▸ Задания для выполнения:
1. Чья подпись стоит первой, согласно отрывку?
2. Отредактируйте отрывок: перепишите его часть между словами «Тут были подписи» и «подавал на меня?» включительно, заменив «корову» на «лошадь».

▸ Отрывок из текста:
------------------------------

Тут были подписи людей, служивших тридцать лет и более, людей, чьих детей я воспитывал, чьих жен за свой счет отправлял в Тамбов на операции. На первом месте стояла подпись нашего машиниста Матвея Яковлевича Маслова. Вдовец, он только за три месяца перед тем женился на престарелой уже экономке нашей Марии Гавриловне. Свадьбу праздновали у нас на балконе «молочного дома», племянницы готовили приданое, одевали и причесывали «молодую»… Когда я в этой конфликтной комиссии сидел, давал свои объяснения по какому-то другому делу, вдруг увидал в дверях лицо бывшего истопника нашего Федора. Отец многочисленного семейства, без жены; я его устроил, дал жилье, корову. Заметив меня, он только глянул и пропал. Я окликнул: «Федор!» Он вернулся.
– Ты тоже подавал на меня?
– Да ведь там другие заведовали…
– Да ты только скажи, мне интересно знать, ты подписал или не подписал?
– Так ведь я что же… разве я…
– Подписал или не подписал?
– Подписал.
Я кивнул головой.
Так вот, интересно было, что меня на это дело в комиссию даже не вызывали, но случайно я оказался там, когда пришли несколько человек из подписавших. Я оказался случайным свидетелем того, как председатель – большевик пробирал их: «Вы получили за два месяца вперед, и вы имеете нахальство приставать к бывшему хозяину, требовать еще?» Странные бывали положения в тогдашние времена. Вдруг этот большевик, которому поручено разбирать недоразумения рабочих с хозяевами, говорит мне, хозяину, князю, владельцу: «Ах, как тяжело с этими людьми! Поверите, иной раз страшно становится, что окно во втором этаже: того и гляди выкинут в окно»…
Я должен в интересах истины упомянуть, что из всех моих многочисленных служащих только двое не подписали заявления: наш старый кучер Сергей и старый, лет сорок прослуживший кузнец Семен Васильевич Чивилев. Настроение служащих мне было понятно в той степени, в какой оно было вызвано стремлением к лучшему, по пословице «рыба ищет, где глубже». Им так напели; естественно было им ждать рая земного и потому бросать интересы хозяина на произвол судьбы и примыкать к тем, от кого исходили обещания, и даже пользоваться возможностью в последнюю минуту развала хватать что попадется под руку. Но поскольку в их настроении выражалось желание содрать с бывшего хозяина, привлечь его к какой-то ответственности, я их не могу понять. Всю жизнь они получали, принимали, и вдруг с того же человека теперь хотят содрать, от которого прежде принимали. Они не были извергами, они были самыми обыкновенными представителями нравственной серости, способные даже и на добрые чувства; но тут сразу выступило то, что в них было звериного.

------------------------------

▸ Данные:
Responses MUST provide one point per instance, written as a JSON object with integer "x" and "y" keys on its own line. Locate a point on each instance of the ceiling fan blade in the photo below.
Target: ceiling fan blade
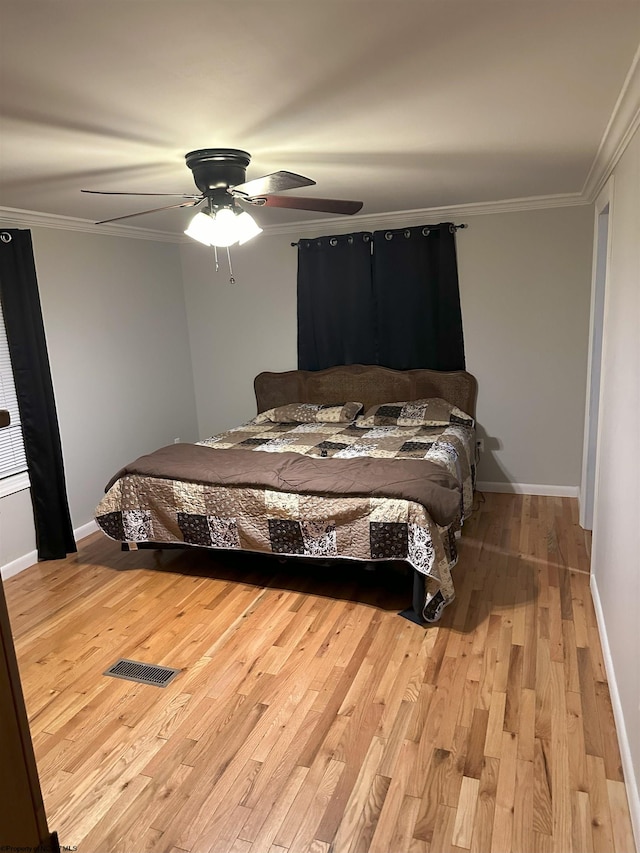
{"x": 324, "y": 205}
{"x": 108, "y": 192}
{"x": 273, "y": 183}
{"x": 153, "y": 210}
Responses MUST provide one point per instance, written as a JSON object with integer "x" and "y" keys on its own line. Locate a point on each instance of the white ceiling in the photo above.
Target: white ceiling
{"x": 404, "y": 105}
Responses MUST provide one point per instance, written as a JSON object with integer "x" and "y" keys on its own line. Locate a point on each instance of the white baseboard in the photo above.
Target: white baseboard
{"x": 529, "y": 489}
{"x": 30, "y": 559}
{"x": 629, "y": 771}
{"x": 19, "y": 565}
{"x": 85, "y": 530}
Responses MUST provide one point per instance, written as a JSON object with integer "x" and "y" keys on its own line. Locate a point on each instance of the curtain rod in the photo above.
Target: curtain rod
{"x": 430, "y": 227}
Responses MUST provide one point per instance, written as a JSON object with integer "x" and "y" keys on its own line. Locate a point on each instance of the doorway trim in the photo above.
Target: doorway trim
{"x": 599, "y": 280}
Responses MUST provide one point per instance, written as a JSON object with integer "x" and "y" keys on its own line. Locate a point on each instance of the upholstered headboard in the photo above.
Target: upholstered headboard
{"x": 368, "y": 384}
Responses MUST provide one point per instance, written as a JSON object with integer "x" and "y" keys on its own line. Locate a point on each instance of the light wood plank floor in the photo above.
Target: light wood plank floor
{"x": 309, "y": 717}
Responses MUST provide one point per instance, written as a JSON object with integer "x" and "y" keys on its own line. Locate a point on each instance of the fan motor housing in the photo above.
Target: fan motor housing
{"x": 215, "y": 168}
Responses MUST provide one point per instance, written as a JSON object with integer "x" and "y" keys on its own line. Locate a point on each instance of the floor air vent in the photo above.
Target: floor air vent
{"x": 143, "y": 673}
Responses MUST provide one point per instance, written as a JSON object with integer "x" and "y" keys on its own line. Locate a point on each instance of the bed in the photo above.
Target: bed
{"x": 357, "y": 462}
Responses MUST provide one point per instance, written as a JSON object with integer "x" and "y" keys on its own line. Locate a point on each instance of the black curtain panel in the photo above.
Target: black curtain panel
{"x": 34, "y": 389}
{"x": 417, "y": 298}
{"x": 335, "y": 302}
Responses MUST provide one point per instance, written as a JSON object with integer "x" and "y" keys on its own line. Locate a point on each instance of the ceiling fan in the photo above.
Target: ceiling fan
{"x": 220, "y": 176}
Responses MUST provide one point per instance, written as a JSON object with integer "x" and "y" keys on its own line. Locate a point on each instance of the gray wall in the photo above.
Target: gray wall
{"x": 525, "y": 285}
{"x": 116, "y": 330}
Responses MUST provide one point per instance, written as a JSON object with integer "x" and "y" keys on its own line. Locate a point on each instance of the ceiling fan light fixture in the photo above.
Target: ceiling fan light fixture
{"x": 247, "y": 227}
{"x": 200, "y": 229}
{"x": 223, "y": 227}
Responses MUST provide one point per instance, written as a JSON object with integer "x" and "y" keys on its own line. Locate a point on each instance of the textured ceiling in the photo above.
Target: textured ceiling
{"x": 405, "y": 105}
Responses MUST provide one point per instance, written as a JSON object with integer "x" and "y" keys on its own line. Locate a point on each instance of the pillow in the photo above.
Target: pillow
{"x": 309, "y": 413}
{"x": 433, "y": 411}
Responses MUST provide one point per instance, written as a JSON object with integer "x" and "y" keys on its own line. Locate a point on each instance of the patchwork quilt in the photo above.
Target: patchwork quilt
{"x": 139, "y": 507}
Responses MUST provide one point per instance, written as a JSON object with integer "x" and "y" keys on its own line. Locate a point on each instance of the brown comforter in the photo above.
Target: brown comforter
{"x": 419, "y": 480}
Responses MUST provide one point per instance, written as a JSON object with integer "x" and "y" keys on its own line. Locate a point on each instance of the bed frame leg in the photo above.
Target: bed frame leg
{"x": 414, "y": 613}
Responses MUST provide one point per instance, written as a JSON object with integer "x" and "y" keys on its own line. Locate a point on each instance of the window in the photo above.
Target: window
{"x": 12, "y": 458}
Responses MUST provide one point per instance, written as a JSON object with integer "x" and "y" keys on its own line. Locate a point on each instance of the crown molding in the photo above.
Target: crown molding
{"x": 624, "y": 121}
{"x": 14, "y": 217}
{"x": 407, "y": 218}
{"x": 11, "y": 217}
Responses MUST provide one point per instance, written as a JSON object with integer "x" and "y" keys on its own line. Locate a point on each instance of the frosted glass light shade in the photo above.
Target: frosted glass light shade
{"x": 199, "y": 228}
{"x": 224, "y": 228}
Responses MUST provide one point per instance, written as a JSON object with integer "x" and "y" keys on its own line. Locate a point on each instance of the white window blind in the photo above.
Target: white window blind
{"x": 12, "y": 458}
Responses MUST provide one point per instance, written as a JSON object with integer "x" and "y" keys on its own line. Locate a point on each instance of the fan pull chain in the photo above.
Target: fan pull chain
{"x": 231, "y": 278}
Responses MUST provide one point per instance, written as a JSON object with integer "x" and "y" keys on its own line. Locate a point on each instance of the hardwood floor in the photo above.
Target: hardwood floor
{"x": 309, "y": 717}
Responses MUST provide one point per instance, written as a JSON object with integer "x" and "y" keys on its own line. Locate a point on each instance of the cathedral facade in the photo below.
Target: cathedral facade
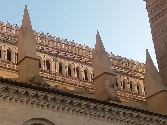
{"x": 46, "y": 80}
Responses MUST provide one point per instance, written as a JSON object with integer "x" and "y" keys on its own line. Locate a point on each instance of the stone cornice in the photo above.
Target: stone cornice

------------------------------

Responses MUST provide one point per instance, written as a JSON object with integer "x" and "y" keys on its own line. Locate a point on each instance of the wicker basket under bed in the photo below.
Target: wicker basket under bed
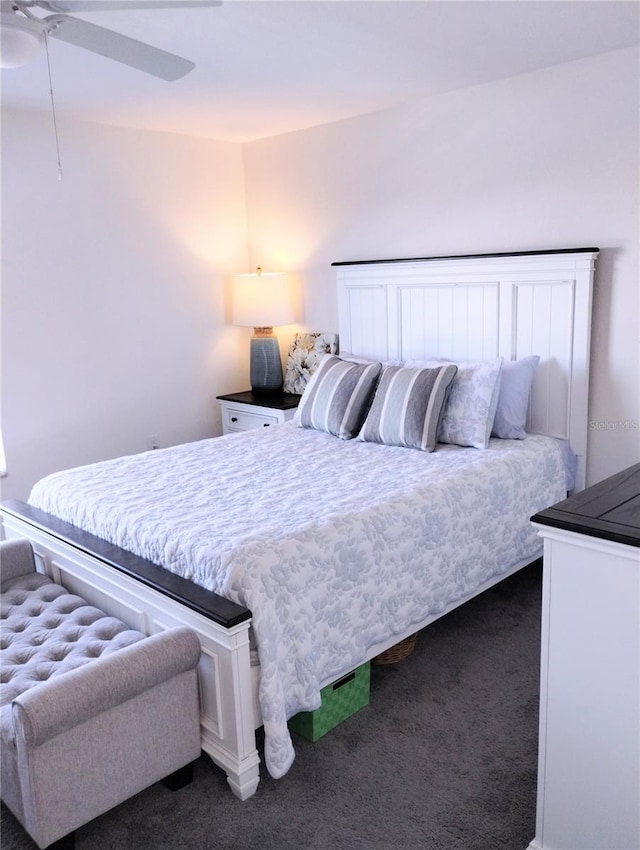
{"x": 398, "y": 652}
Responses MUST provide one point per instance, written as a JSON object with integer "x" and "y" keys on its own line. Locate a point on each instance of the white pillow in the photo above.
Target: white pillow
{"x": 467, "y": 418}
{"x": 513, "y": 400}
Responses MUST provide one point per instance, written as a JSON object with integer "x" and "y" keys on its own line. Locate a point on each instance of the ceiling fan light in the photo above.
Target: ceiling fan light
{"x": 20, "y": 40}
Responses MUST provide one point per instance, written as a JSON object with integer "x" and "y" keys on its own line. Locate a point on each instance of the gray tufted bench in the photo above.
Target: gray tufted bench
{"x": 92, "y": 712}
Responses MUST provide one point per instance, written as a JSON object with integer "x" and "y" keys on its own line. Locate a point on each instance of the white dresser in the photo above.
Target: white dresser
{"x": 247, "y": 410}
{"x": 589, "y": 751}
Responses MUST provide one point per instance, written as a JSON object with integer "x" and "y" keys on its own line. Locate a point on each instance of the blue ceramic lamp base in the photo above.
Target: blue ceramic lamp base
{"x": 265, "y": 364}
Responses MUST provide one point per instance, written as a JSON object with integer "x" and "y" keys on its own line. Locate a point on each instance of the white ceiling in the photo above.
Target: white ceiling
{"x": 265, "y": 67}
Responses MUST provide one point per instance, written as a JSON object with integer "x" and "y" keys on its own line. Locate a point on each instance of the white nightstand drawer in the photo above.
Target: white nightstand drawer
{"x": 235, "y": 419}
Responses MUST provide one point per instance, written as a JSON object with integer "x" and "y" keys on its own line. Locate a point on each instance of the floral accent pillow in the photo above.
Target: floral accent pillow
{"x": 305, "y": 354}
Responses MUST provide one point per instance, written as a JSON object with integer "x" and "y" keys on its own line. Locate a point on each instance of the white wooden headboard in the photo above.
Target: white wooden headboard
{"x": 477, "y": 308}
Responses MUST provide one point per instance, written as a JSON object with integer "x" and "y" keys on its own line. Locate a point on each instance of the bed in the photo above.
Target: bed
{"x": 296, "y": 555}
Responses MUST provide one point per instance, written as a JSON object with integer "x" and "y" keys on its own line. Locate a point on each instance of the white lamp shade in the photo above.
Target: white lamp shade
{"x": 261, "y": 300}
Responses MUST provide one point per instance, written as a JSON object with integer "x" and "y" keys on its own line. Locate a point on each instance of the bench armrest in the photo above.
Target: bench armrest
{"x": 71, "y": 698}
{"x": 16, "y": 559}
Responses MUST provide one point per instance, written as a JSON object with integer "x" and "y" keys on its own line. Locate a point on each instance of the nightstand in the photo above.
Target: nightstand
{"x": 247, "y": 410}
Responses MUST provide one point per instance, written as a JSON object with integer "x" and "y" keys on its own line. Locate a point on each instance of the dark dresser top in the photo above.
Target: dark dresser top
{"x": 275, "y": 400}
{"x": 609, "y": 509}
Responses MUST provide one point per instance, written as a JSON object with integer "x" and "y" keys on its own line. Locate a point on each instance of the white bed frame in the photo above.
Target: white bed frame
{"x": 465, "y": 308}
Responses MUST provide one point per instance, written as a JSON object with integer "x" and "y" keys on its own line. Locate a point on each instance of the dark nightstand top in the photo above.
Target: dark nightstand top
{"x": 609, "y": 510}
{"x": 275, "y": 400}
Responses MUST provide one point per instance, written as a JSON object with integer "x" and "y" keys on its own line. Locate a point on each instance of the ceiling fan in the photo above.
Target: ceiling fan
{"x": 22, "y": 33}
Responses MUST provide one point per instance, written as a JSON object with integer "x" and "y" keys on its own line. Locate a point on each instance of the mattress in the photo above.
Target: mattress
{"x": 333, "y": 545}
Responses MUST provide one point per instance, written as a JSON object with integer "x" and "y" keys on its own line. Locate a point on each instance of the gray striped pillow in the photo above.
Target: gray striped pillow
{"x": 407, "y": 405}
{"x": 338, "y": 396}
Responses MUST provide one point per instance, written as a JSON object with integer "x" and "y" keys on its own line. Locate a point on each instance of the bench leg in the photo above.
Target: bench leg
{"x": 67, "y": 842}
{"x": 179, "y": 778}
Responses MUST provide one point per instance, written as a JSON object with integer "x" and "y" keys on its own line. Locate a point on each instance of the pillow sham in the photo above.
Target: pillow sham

------------------------------

▸ Ответы к заданиям:
1. Подпись машиниста Матвея Яковлевича Маслова.

2.
Тут были подписи людей, служивших тридцать лет и более, людей, чьих детей я воспитывал, чьих жен за свой счет отправлял в Тамбов на операции. На первом месте стояла подпись нашего машиниста Матвея Яковлевича Маслова. Вдовец, он только за три месяца перед тем женился на престарелой уже экономке нашей Марии Гавриловне. Свадьбу праздновали у нас на балконе «молочного дома», племянницы готовили приданое, одевали и причесывали «молодую»… Когда я в этой конфликтной комиссии сидел, давал свои объяснения по какому-то другому делу, вдруг увидал в дверях лицо бывшего истопника нашего Федора. Отец многочисленного семейства, без жены; я его устроил, дал жилье, лошадь. Заметив меня, он только глянул и пропал. Я окликнул: «Федор!» Он вернулся.
– Ты тоже подавал на меня?